# SOURCE
[PATCH v3] misc: sgi-gru: fix use-after-free error in gru_set_context_option, gru_fault and gru_handle_user_call_os

Zheng Wang posted 1 patch 3 years, 5 months ago
There is a newer version of this series
drivers/misc/sgi-gru/grufault.c  | 14 ++++++++++++--
drivers/misc/sgi-gru/grumain.c   | 18 ++++++++++++++----
drivers/misc/sgi-gru/grutables.h |  2 +-
3 files changed, 27 insertions(+), 7 deletions(-)
[PATCH v3] misc: sgi-gru: fix use-after-free error in gru_set_context_option, gru_fault and gru_handle_user_call_os
Posted by Zheng Wang 3 years, 5 months ago
Gts may be freed in gru_check_chiplet_assignment.
The caller still use it after that, UAF happens.

Fix it by introducing a return value to see if it's in error path or not.
Free the gts in caller if gru_check_chiplet_assignment check failed.

Fixes: 55484c45dbec ("gru: allow users to specify gru chiplet 2")
Reported-by: Zheng Wang <hackerzheng666@gmail.com>
Signed-off-by: Zheng Wang <zyytlz.wz@163.com>
---
v3:
- add preempt_enable and use VM_FAULT_NOPAGE as failure code by Yejian

v2:
- commit message changes suggested by Greg

v1: https://lore.kernel.org/lkml/CAJedcCzY72jqgF-pCPtx66vXXwdPn-KMagZnqrxcpWw1NxTLaA@mail.gmail.com/
---
 drivers/misc/sgi-gru/grufault.c  | 14 ++++++++++++--
 drivers/misc/sgi-gru/grumain.c   | 18 ++++++++++++++----
 drivers/misc/sgi-gru/grutables.h |  2 +-
 3 files changed, 27 insertions(+), 7 deletions(-)

# WORK TO DO
**1.** Rewrite the part of the patch from "Zheng Wang posted" to "freed in gru_check_chiplet_assignment.", changing "freed" to "released".
**2.** List every source file path that the patch changes.
Rely only on the patch to complete this work.

# DATA EXCERPT
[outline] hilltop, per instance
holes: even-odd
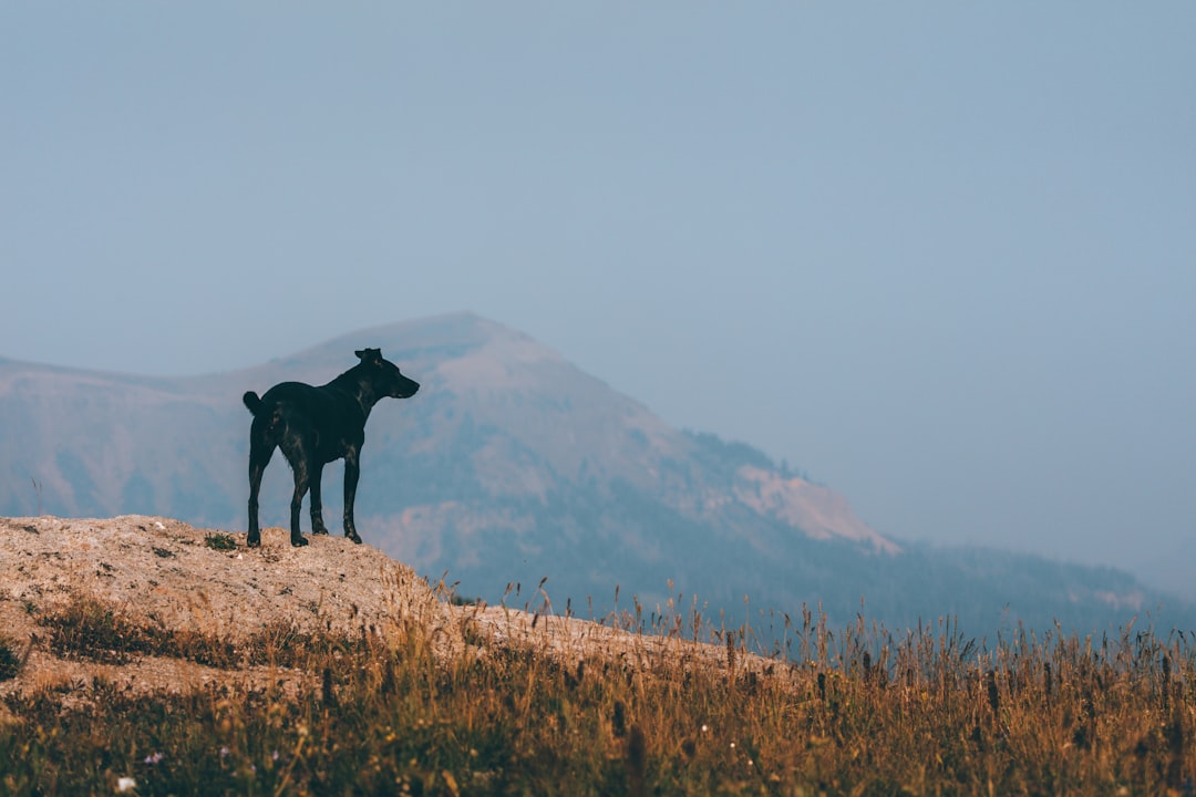
[[[675,429],[551,348],[471,313],[189,378],[0,360],[0,515],[141,514],[243,529],[250,419],[240,394],[325,382],[364,347],[382,348],[422,390],[371,415],[359,529],[468,597],[523,606],[547,578],[551,602],[582,617],[634,596],[647,607],[696,599],[730,625],[780,625],[803,605],[844,623],[866,602],[895,626],[954,615],[980,636],[1019,620],[1107,630],[1146,612],[1196,618],[1115,569],[886,537],[801,468]],[[325,472],[328,521],[341,514],[340,474],[340,464]],[[287,522],[289,496],[275,456],[266,525]]]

# SOLUTION SET
**1.**
Zheng Wang posted 1 patch 3 years, 5 months ago
There is a newer version of this series
drivers/misc/sgi-gru/grufault.c  | 14 ++++++++++++--
drivers/misc/sgi-gru/grumain.c   | 18 ++++++++++++++----
drivers/misc/sgi-gru/grutables.h |  2 +-
3 files changed, 27 insertions(+), 7 deletions(-)
[PATCH v3] misc: sgi-gru: fix use-after-free error in gru_set_context_option, gru_fault and gru_handle_user_call_os
Posted by Zheng Wang 3 years, 5 months ago
Gts may be released in gru_check_chiplet_assignment.

**2.**
drivers/misc/sgi-gru/grufault.c
drivers/misc/sgi-gru/grumain.c
drivers/misc/sgi-gru/grutables.h